R. N. – Você descreve a poesia como uma “imposição existencial” que transbordou em um momento de turbulência, marcando um reencontro inevitável. Considerando essa gênese visceral, como essa experiência fundamental moldou sua visão sobre o papel essencial da poesia não apenas em sua vida, mas também como um contraponto no mundo contemporâneo?

G. M. A turbulência moral e emocional que vivi não foi meramente um gatilho, mas sim a comprovação da natureza intrínseca da poesia em minha existência. O transbordamento poético se revelou não como um escape, mas como uma necessidade orgânica, quase um imperativo psico-biológico. Essa experiência primordial forjou minha compreensão da poesia como uma ferramenta de confrontação da realidade, um veículo para articular o indizível e para encontrar um fio de sentido no aparente caos. No contexto do mundo atual, acredito que a poesia assume um papel crucial de resistência à superficialidade e à efemeridade. Ela nos convida a mergulhar nas profundezas da experiência humana, a resgatar a sensibilidade e a fomentar uma conexão mais autêntica com nossa própria essência reflexiva.

R. N. – No texto que abre Amor Fati e outros poemas dionisíacos, você inicia assim: “Em um mundo que se apressa e se desfaz em pixels efêmeros, ousar falar de amor fati, de amar o destino em sua totalidade, soa como um contraponto desafiante à sinfonia frenética do contemporâneo.” No entanto, você ousa. Tem valido a pena?

G. M. Sem a poesia eu teria me afogado em minha profunda agonia. A poesia, eu já escrevi sobre, foi uma eufonia, minha eulalia e, ao mesmo tempo, meu silêncio.  O fazer poético fez de mim alguém, se não melhor, mais resignado com o pior. Se tem valido a pena? Não sei. Mas eu fiz desse desatino chamado poesia um destino, ou ao menos um modo de amá-lo em toda sua dureza. Desde os meus primeiros livros me afirmei como um “animal poético, existencialmente est(ético)” – grafado assim mesmo, pois entendo que não há estética que não possua uma ética nela implícita -, e tenho sido fiel a este propósito que eu tenho chamado de projeto poético.

R. N. – Do Amor Fati, versos do poema Coleções: “eu, não coleciono nada/ além de sonhos, dívidas/ e dúvidas”. Qual seu maior sonho, sua maior dívida (não necessariamente financeira) e sua maior dúvida?

• **LISTA DE REGISTROS**:
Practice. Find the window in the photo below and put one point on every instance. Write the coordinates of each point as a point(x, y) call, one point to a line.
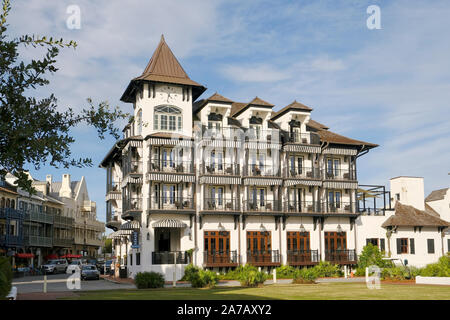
point(430, 244)
point(170, 118)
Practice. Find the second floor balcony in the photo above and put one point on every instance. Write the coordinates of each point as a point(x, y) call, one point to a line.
point(171, 166)
point(262, 170)
point(171, 203)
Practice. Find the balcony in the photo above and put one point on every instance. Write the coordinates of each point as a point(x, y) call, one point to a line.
point(63, 242)
point(171, 203)
point(132, 167)
point(339, 174)
point(341, 257)
point(304, 138)
point(263, 206)
point(11, 241)
point(268, 136)
point(40, 217)
point(341, 207)
point(217, 204)
point(302, 207)
point(220, 259)
point(304, 173)
point(221, 169)
point(264, 258)
point(302, 257)
point(171, 166)
point(169, 257)
point(255, 170)
point(37, 241)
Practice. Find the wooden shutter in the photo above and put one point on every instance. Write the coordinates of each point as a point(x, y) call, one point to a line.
point(412, 249)
point(382, 245)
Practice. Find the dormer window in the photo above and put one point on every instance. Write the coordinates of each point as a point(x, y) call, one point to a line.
point(168, 118)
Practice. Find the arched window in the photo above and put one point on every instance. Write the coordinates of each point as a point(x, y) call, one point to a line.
point(168, 118)
point(139, 122)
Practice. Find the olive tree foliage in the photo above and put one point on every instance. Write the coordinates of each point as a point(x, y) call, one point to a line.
point(35, 132)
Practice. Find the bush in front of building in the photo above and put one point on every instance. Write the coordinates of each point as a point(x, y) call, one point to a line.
point(370, 256)
point(146, 280)
point(305, 276)
point(5, 277)
point(326, 270)
point(249, 276)
point(200, 278)
point(439, 269)
point(286, 272)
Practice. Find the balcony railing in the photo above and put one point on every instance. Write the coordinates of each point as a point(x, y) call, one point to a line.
point(114, 186)
point(302, 257)
point(262, 205)
point(339, 174)
point(304, 173)
point(302, 206)
point(171, 166)
point(37, 241)
point(132, 167)
point(132, 204)
point(169, 257)
point(221, 169)
point(171, 203)
point(220, 258)
point(258, 170)
point(11, 241)
point(269, 135)
point(304, 138)
point(339, 207)
point(39, 217)
point(264, 258)
point(217, 204)
point(345, 256)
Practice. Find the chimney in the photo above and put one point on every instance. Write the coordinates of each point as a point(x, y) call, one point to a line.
point(66, 190)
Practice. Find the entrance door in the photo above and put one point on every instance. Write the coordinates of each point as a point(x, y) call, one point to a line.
point(217, 246)
point(259, 246)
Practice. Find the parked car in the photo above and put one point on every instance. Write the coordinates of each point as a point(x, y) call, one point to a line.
point(89, 271)
point(55, 266)
point(74, 265)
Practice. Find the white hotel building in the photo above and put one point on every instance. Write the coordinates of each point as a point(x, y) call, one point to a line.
point(220, 183)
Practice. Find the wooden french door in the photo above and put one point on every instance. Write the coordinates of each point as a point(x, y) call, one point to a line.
point(217, 246)
point(259, 246)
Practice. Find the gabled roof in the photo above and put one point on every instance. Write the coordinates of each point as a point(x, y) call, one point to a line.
point(163, 67)
point(294, 106)
point(436, 195)
point(238, 107)
point(408, 216)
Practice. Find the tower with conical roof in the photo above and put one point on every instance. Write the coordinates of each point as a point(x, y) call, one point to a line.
point(162, 96)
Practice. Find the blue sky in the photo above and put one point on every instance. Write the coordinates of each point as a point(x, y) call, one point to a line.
point(388, 86)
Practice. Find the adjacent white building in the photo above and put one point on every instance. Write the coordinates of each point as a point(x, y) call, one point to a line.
point(220, 183)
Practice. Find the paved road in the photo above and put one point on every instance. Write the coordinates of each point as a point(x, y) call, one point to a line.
point(58, 283)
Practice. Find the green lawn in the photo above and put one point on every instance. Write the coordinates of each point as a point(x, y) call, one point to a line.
point(322, 291)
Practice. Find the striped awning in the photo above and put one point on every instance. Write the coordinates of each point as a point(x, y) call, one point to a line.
point(170, 142)
point(340, 151)
point(137, 180)
point(130, 225)
point(262, 145)
point(303, 182)
point(220, 180)
point(171, 177)
point(302, 148)
point(220, 144)
point(340, 185)
point(262, 181)
point(113, 196)
point(169, 223)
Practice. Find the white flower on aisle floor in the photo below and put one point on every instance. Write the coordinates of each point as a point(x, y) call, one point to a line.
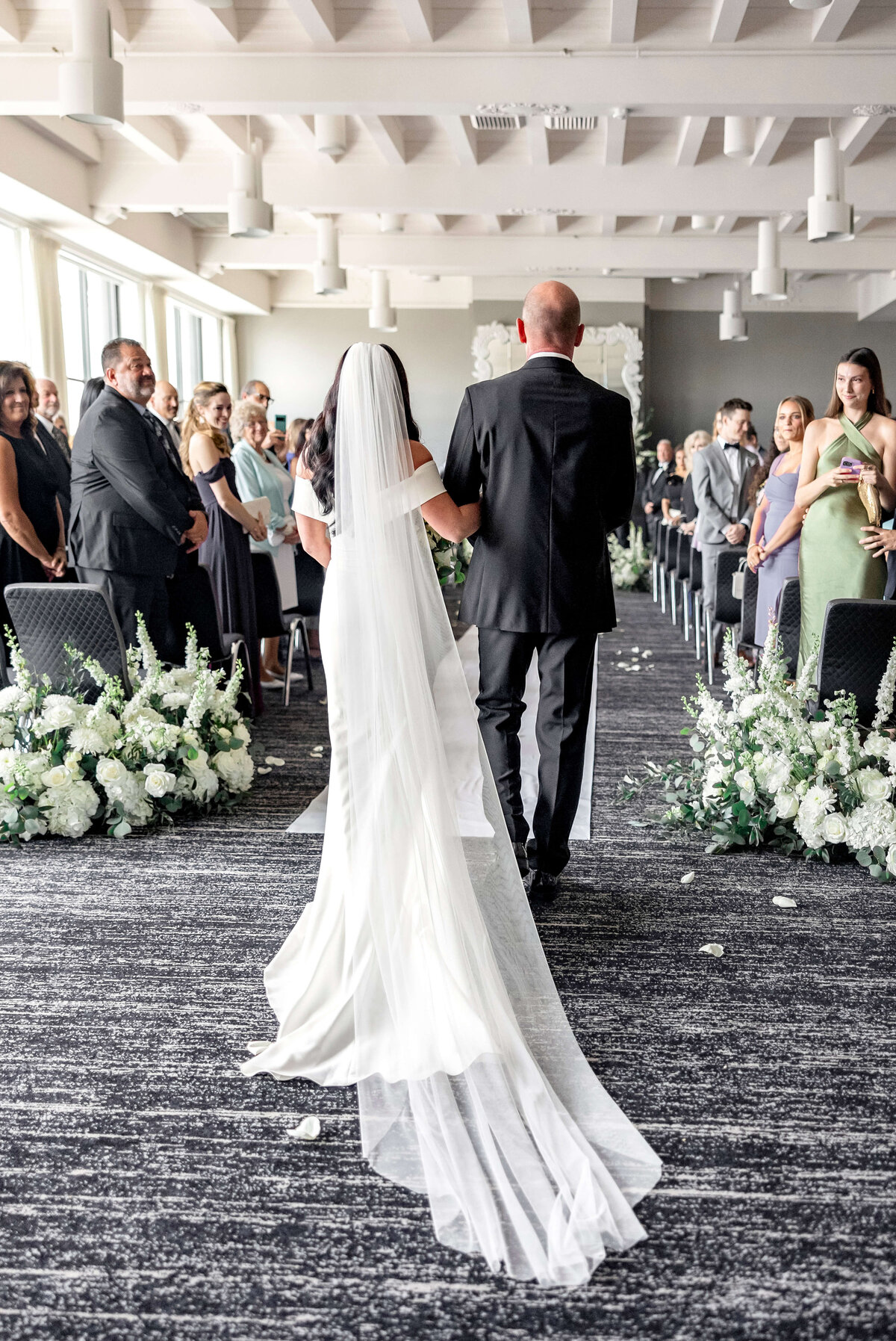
point(764, 772)
point(178, 745)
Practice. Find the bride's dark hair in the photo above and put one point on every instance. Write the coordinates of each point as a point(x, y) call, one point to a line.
point(318, 455)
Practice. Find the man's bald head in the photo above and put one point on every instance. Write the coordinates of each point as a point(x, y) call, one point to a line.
point(551, 318)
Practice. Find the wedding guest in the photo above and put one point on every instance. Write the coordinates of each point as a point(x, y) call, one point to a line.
point(32, 539)
point(260, 475)
point(835, 557)
point(671, 501)
point(774, 536)
point(722, 475)
point(225, 551)
point(653, 491)
point(91, 389)
point(133, 510)
point(47, 413)
point(164, 404)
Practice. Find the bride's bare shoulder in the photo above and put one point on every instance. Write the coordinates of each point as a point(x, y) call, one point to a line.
point(420, 455)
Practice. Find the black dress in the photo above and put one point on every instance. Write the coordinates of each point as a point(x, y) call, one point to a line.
point(225, 553)
point(38, 501)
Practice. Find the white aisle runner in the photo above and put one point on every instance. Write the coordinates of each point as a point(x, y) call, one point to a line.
point(464, 761)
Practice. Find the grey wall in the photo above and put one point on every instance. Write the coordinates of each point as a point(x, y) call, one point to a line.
point(296, 350)
point(690, 372)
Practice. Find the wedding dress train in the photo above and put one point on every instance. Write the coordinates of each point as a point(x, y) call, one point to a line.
point(417, 973)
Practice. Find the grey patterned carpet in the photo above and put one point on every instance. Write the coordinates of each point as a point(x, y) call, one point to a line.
point(146, 1190)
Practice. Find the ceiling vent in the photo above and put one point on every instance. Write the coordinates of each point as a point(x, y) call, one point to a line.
point(571, 123)
point(496, 121)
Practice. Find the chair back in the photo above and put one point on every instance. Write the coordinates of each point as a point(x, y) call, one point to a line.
point(47, 616)
point(190, 598)
point(789, 616)
point(267, 597)
point(747, 605)
point(310, 583)
point(856, 641)
point(727, 608)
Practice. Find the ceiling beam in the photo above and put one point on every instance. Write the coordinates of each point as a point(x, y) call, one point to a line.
point(769, 137)
point(857, 133)
point(10, 22)
point(623, 19)
point(828, 25)
point(615, 143)
point(153, 137)
point(519, 18)
point(727, 16)
point(417, 19)
point(462, 137)
point(690, 141)
point(318, 18)
point(389, 137)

• **SUAS TAREFAS**:
(1) Converta em uma lista JSON de strings, uma para cada linha e sem as linhas em branco, o trecho dos registros que começa na linha que contém "Practice. Find the parked" e termina na linha que contém "point(74, 265)", incluindo as duas.
(2) Escreva a continuação da entrevista sobre poesia, começando logo após a última frase apresentada.

• **RESULTADOS ESPERADOS**:
(1)
[
  "Practice. Find the parked car in the photo above and put one point on every instance. Write the coordinates of each point as a point(x, y) call, one point to a line.",
  "point(89, 271)",
  "point(55, 266)",
  "point(74, 265)"
]

(2)
G. M. Creio que meu maior sonho seja poder comprar meu ócio, para poder viver meu hedonismo poético; digo, “para viver não dá, mas de, na e para a poesia”, como me disse certa vez a poeta Thereza Christina Roque da Motta. Eu nem chamaria de sonho; talvez de utopia; temo, entretanto, almejar isto, pois acredito que as utopias, de modo geral, sempre se realizam como distopias. Minha maior dívida, segue sendo em relação à minha vida prática e sua conexão com a realidade, pois talvez eu esteja vivendo aprisionado entre este sonho e minha maior dúvida, ou seja, se sou, de fato, capaz de viver plenamente minha poesia, que outrora me resgatou de um afogamento existencial, sem me perder em um outro mar, um mar de afetos que faz da poesia, outrora uma boia salva vidas, uma âncora de me impede de navegar pelo real. 

R. N. – Em Um elogio à preguiça e outras lavras preguiçosas seus versos cumprem a premissa do título. Trazendo a coisa para nossos dias, neste mundo sempre mais veloz e volátil, por que se torna cada dia mais difícil tecer esse um “elogio à preguiça”? Como deixamos a ociosidade se tornar tamanho luxo?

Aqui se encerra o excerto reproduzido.